• **MATERIALS PROVIDED**:
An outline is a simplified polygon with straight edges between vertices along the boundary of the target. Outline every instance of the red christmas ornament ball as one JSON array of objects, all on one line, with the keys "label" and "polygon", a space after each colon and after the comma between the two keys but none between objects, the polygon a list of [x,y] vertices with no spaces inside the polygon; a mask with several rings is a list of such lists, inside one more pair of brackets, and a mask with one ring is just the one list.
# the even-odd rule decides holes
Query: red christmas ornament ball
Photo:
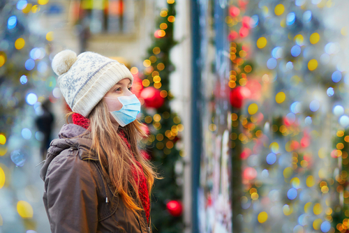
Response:
[{"label": "red christmas ornament ball", "polygon": [[232,107],[240,108],[242,106],[244,96],[242,93],[242,87],[237,87],[230,91],[230,104]]},{"label": "red christmas ornament ball", "polygon": [[144,100],[147,107],[159,108],[165,102],[160,95],[160,91],[153,87],[144,88],[140,93],[140,97]]},{"label": "red christmas ornament ball", "polygon": [[172,200],[166,204],[166,208],[170,215],[174,217],[179,217],[183,212],[183,206],[181,202]]}]

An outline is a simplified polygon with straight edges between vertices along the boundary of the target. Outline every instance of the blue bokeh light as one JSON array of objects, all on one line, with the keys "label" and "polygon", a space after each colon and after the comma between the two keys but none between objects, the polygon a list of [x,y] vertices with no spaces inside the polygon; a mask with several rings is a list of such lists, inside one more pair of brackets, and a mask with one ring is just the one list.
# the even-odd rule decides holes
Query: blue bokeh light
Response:
[{"label": "blue bokeh light", "polygon": [[26,75],[22,75],[22,77],[20,79],[20,82],[22,84],[25,84],[27,82],[28,82],[28,79],[27,78]]},{"label": "blue bokeh light", "polygon": [[292,112],[290,112],[286,115],[286,119],[288,119],[290,123],[292,123],[296,120],[296,115],[295,115]]},{"label": "blue bokeh light", "polygon": [[342,73],[340,71],[334,71],[332,74],[332,81],[339,82],[342,79]]},{"label": "blue bokeh light", "polygon": [[[23,131],[22,131],[23,132]],[[30,132],[30,130],[29,130]],[[22,133],[23,134],[23,133]],[[31,137],[31,133],[30,133]],[[29,137],[30,138],[30,137]],[[15,150],[11,152],[11,160],[18,167],[22,167],[25,162],[24,153],[21,150]]]},{"label": "blue bokeh light", "polygon": [[311,20],[311,11],[306,10],[303,13],[303,22],[306,24]]},{"label": "blue bokeh light", "polygon": [[290,190],[287,192],[287,197],[290,200],[294,200],[297,197],[297,189],[295,188],[290,188]]},{"label": "blue bokeh light", "polygon": [[347,127],[349,126],[349,117],[348,117],[348,116],[343,115],[339,118],[339,123],[343,127]]},{"label": "blue bokeh light", "polygon": [[296,20],[296,14],[294,12],[289,13],[286,17],[286,24],[292,25]]},{"label": "blue bokeh light", "polygon": [[327,96],[332,96],[333,95],[334,95],[334,89],[333,89],[333,87],[329,87],[326,92],[327,93]]},{"label": "blue bokeh light", "polygon": [[276,47],[272,51],[272,56],[274,59],[277,59],[281,58],[282,54],[283,54],[283,50],[280,47]]},{"label": "blue bokeh light", "polygon": [[305,3],[305,0],[296,0],[295,2],[295,4],[296,4],[297,6],[302,6]]},{"label": "blue bokeh light", "polygon": [[29,93],[25,100],[29,105],[34,105],[38,101],[38,96],[34,93]]},{"label": "blue bokeh light", "polygon": [[17,8],[18,10],[22,10],[26,8],[27,4],[28,4],[28,2],[26,0],[21,0],[21,1],[18,1],[16,6],[17,6]]},{"label": "blue bokeh light", "polygon": [[22,130],[22,137],[29,140],[31,137],[31,131],[29,128],[24,128]]},{"label": "blue bokeh light", "polygon": [[276,61],[276,59],[274,58],[271,58],[267,61],[267,67],[268,67],[269,69],[272,70],[275,67],[276,67],[276,65],[278,64],[278,62]]},{"label": "blue bokeh light", "polygon": [[319,110],[319,107],[320,107],[320,103],[316,100],[311,101],[309,105],[309,108],[313,112],[318,111]]},{"label": "blue bokeh light", "polygon": [[323,222],[321,223],[320,229],[322,232],[328,232],[331,229],[331,223],[327,221]]},{"label": "blue bokeh light", "polygon": [[17,25],[17,17],[13,15],[7,20],[7,27],[9,29],[14,29]]},{"label": "blue bokeh light", "polygon": [[258,15],[253,15],[251,17],[250,27],[251,28],[256,27],[257,25],[258,25],[258,22],[259,22]]},{"label": "blue bokeh light", "polygon": [[272,165],[276,162],[276,155],[274,153],[270,153],[267,156],[267,163],[269,165]]},{"label": "blue bokeh light", "polygon": [[291,49],[291,54],[293,57],[297,57],[301,54],[301,47],[298,45],[295,45]]},{"label": "blue bokeh light", "polygon": [[25,66],[25,68],[27,70],[31,70],[35,67],[35,61],[31,59],[29,59],[27,60],[24,66]]}]

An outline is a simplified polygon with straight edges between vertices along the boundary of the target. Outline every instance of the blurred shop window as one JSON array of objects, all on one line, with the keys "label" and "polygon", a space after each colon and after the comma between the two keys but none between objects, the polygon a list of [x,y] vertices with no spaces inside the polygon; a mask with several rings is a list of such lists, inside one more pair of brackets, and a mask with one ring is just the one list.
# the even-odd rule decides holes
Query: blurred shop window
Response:
[{"label": "blurred shop window", "polygon": [[77,24],[88,26],[91,34],[131,33],[135,30],[136,1],[73,1],[70,15]]}]

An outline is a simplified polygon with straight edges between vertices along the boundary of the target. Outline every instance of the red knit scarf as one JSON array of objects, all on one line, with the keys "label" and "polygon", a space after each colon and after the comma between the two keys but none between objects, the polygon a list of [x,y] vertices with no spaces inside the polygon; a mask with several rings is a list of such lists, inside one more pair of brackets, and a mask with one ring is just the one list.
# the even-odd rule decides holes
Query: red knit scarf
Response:
[{"label": "red knit scarf", "polygon": [[[87,129],[89,126],[89,120],[84,117],[82,115],[78,113],[74,113],[72,116],[73,123],[75,125],[80,126]],[[125,134],[122,130],[118,130],[119,135],[125,142],[127,147],[131,151],[131,145],[127,139],[125,137]],[[142,152],[143,153],[143,152]],[[150,200],[148,192],[148,186],[147,182],[147,178],[145,178],[143,168],[138,161],[135,161],[137,165],[140,168],[141,172],[138,172],[135,169],[133,170],[133,177],[136,183],[138,183],[138,195],[140,196],[142,205],[145,211],[145,216],[147,216],[147,220],[149,223],[149,215],[150,215]]]}]

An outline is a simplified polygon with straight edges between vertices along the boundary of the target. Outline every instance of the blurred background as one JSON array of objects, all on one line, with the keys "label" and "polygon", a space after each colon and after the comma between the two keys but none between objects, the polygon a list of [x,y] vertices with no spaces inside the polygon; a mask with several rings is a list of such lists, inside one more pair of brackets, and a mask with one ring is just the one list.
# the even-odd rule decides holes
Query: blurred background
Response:
[{"label": "blurred background", "polygon": [[[124,63],[164,179],[154,232],[349,232],[349,2],[3,0],[0,232],[50,232],[62,50]],[[67,197],[67,198],[69,198]]]}]

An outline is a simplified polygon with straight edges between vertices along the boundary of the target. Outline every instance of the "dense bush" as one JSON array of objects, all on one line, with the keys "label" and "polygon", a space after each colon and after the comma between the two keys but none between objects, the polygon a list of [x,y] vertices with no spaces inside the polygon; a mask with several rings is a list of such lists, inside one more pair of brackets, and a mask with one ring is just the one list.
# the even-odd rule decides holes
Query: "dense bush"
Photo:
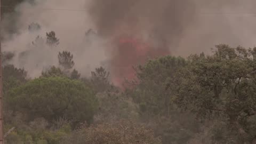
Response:
[{"label": "dense bush", "polygon": [[66,77],[36,78],[13,89],[7,97],[10,108],[27,114],[30,120],[43,117],[51,121],[66,117],[76,122],[90,123],[97,107],[95,94],[90,89]]}]

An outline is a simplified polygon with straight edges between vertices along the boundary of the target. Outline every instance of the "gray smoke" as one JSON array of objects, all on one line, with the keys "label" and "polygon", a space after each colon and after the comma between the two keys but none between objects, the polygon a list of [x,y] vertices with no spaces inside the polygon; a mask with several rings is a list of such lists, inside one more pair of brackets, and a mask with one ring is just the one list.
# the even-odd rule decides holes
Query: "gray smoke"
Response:
[{"label": "gray smoke", "polygon": [[[10,62],[24,67],[31,77],[58,65],[58,52],[68,50],[74,55],[75,68],[86,76],[107,63],[111,54],[106,53],[114,46],[109,41],[124,34],[183,56],[208,52],[220,43],[254,46],[256,14],[248,13],[256,12],[255,4],[252,0],[37,0],[16,8],[17,34],[10,36],[5,30],[13,20],[3,20],[3,48],[14,52]],[[30,32],[32,22],[41,29]],[[97,36],[86,36],[91,28]],[[45,38],[51,30],[60,39],[58,47],[34,47],[31,42],[37,35]],[[21,53],[25,57],[21,58]]]}]

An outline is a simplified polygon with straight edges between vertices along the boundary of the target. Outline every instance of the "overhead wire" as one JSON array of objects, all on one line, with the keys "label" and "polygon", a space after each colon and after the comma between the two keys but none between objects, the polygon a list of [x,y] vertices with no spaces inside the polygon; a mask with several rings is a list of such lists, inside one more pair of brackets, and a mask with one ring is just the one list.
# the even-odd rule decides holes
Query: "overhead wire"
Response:
[{"label": "overhead wire", "polygon": [[[6,6],[6,5],[2,5],[0,6],[1,8],[16,8],[15,6]],[[34,9],[34,7],[22,7],[22,9]],[[50,10],[50,11],[77,11],[77,12],[87,12],[87,11],[85,9],[57,9],[57,8],[48,8],[48,7],[41,7],[37,8],[37,9],[44,10]],[[200,15],[238,15],[238,16],[245,16],[245,17],[255,17],[256,12],[196,12],[198,14]]]}]

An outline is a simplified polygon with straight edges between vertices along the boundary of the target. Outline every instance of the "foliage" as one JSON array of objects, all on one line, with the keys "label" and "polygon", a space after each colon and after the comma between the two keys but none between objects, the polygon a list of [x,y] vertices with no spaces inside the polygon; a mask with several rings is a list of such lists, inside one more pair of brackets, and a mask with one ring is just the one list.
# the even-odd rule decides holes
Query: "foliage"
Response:
[{"label": "foliage", "polygon": [[71,73],[70,78],[71,79],[78,79],[80,78],[81,74],[78,73],[78,71],[76,69],[74,69]]},{"label": "foliage", "polygon": [[[66,116],[74,122],[91,123],[97,108],[94,94],[82,82],[66,77],[41,77],[10,92],[11,109],[51,122]],[[81,111],[81,110],[83,110]]]},{"label": "foliage", "polygon": [[46,33],[46,44],[50,47],[55,47],[59,45],[60,39],[56,37],[55,32],[51,31]]},{"label": "foliage", "polygon": [[212,55],[190,56],[177,82],[177,103],[202,119],[222,118],[230,131],[225,139],[251,142],[256,137],[250,132],[254,123],[249,121],[256,114],[255,52],[219,45]]},{"label": "foliage", "polygon": [[35,31],[41,29],[41,26],[38,23],[32,22],[28,26],[28,30],[30,31]]},{"label": "foliage", "polygon": [[44,39],[39,36],[37,36],[35,41],[32,42],[32,44],[35,46],[42,46],[44,44]]},{"label": "foliage", "polygon": [[82,129],[64,139],[62,143],[158,144],[161,143],[161,141],[145,125],[119,121],[113,124],[105,123]]},{"label": "foliage", "polygon": [[54,77],[54,76],[64,76],[64,73],[61,70],[55,66],[52,66],[49,69],[43,70],[42,72],[42,76],[43,77]]},{"label": "foliage", "polygon": [[109,72],[102,67],[95,69],[91,72],[91,81],[97,92],[103,92],[111,86],[109,81]]},{"label": "foliage", "polygon": [[59,59],[59,64],[63,67],[64,73],[66,74],[68,74],[69,70],[71,69],[75,65],[75,62],[73,61],[73,55],[68,51],[59,52],[58,58]]}]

• **EXERCISE TASK**:
Show every line above that contains the string "Query". Case counts.

• **COMPLETED TASK**:
Query: red christmas ornament ball
Query: blue bokeh light
Query: blurred shop window
Query: red knit scarf
Query: blurred background
Query: "dense bush"
Query: "gray smoke"
Query: "overhead wire"
Query: "foliage"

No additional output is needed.